▸ Jobs:
1. Condense the paragraph of the profile of The Chronicle that begins "The Chronicle historically had a daily circulation" into a bulleted list that keeps its main facts.
2. From the profile of The Chronicle, reproduce word for word the part that opens with the words containing "The Chronicle historically" and closes with "to Rhode Island Suburban Newspapers.".
3. According to the profile of The Chronicle, on what date did Central Connecticut Communications announce the sale of the paper to Rhode Island Suburban Newspapers?
======== Selected excerpt
The Chronicle
- Type: Daily newspaper
- Owner: RISN Operations
- Publisher: Jody Boucher
- Editor: Bradford Carroll
- Founded: 1877
- Headquarters: 375 A Tuckie Road North Windham, CT 06256
- Website: thechronicle.com

= The Chronicle (Willimantic) =

The Chronicle is a daily newspaper published in Willimantic, Connecticut, serving the Windham area and the eastern Connecticut counties of Windham, Tolland, and New London. It was founded in 1877 and currently publishes editions from Monday to Saturday, with an approximate circulation of 3,000. The Chronicle is owned by Rhode Island Suburban Newspapers.

The Chronicle historically had a daily circulation of approximately 10,000, but began to decline after the start of the 21st century, a phenomenon common to all U.S. daily newspapers. By 2018, the paper's circulation had dipped below 3,000. For almost all of its history, the newspaper was locally owned and operated by the MacDonald Bartlett Crosbie family of Willimantic. They sold it in May 2017 to Chronicle Media, L.L.C, a subsidiary of Central Connecticut Communications of New Britain, Connecticut, publisher of the Bristol Press and New Britain Herald daily newspapers and the Newington Town Crier and Wethersfield Post weekly newspapers. And on April 4, 2022, Central Connecticut Communications announced the sale of the Chronicle to Rhode Island Suburban Newspapers.
================
======== Record excerpts
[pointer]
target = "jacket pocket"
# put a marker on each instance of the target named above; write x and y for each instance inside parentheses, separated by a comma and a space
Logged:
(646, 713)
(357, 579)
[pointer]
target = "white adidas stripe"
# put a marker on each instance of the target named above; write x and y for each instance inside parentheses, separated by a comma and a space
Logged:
================
======== Record excerpts
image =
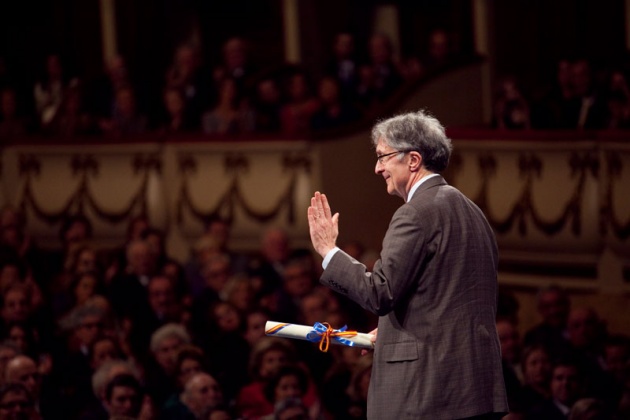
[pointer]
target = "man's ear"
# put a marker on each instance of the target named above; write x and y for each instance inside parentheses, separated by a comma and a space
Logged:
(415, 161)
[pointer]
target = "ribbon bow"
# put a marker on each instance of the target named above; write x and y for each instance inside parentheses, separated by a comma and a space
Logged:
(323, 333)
================
======== Record excerpts
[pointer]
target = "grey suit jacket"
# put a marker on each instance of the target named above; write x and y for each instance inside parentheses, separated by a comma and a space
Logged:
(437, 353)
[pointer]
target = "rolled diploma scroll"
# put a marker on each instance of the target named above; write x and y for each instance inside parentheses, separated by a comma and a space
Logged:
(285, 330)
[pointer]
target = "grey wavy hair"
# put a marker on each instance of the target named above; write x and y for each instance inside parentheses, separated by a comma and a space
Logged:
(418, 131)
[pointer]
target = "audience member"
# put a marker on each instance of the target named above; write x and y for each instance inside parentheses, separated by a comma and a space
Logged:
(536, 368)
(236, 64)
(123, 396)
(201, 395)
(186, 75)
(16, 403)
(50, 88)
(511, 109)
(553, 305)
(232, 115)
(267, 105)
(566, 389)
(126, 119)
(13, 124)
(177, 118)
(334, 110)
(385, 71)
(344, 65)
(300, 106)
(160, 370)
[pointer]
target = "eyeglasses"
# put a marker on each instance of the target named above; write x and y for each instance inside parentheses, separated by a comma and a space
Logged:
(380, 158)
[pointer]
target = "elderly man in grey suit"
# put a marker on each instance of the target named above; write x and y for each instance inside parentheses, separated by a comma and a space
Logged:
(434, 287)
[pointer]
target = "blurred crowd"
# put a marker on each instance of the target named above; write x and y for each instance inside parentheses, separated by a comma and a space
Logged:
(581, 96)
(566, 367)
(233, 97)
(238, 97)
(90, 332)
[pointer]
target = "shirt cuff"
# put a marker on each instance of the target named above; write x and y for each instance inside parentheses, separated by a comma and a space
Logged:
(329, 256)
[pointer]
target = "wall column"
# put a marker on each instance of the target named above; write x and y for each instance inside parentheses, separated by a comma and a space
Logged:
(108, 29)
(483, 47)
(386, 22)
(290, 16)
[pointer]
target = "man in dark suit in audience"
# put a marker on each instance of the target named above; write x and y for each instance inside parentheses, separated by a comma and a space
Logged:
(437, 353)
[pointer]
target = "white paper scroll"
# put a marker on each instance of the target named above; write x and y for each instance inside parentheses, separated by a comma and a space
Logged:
================
▸ Solved tasks:
1.
- Daily circulation was historically about 10,000 but began falling after the start of the 21st century, as it did at all U.S. daily newspapers.
- By 2018, circulation had dropped below 3,000.
- For almost all of its history, the paper was locally owned and run by the MacDonald Bartlett Crosbie family of Willimantic.
- In May 2017 the family sold it to Chronicle Media, L.L.C, a subsidiary of Central Connecticut Communications of New Britain, Connecticut. That company publishes the Bristol Press and the New Britain Herald daily newspapers and the Newington Town Crier and the Wethersfield Post weekly newspapers.
- On April 4, 2022, Central Connecticut Communications announced the paper's sale to Rhode Island Suburban Newspapers.

2.
The Chronicle historically had a daily circulation of approximately 10,000, but began to decline after the start of the 21st century, a phenomenon common to all U.S. daily newspapers. By 2018, the paper's circulation had dipped below 3,000. For almost all of its history, the newspaper was locally owned and operated by the MacDonald Bartlett Crosbie family of Willimantic. They sold it in May 2017 to Chronicle Media, L.L.C, a subsidiary of Central Connecticut Communications of New Britain, Connecticut, publisher of the Bristol Press and New Britain Herald daily newspapers and the Newington Town Crier and Wethersfield Post weekly newspapers. And on April 4, 2022, Central Connecticut Communications announced the sale of the Chronicle to Rhode Island Suburban Newspapers.

3. April 4, 2022.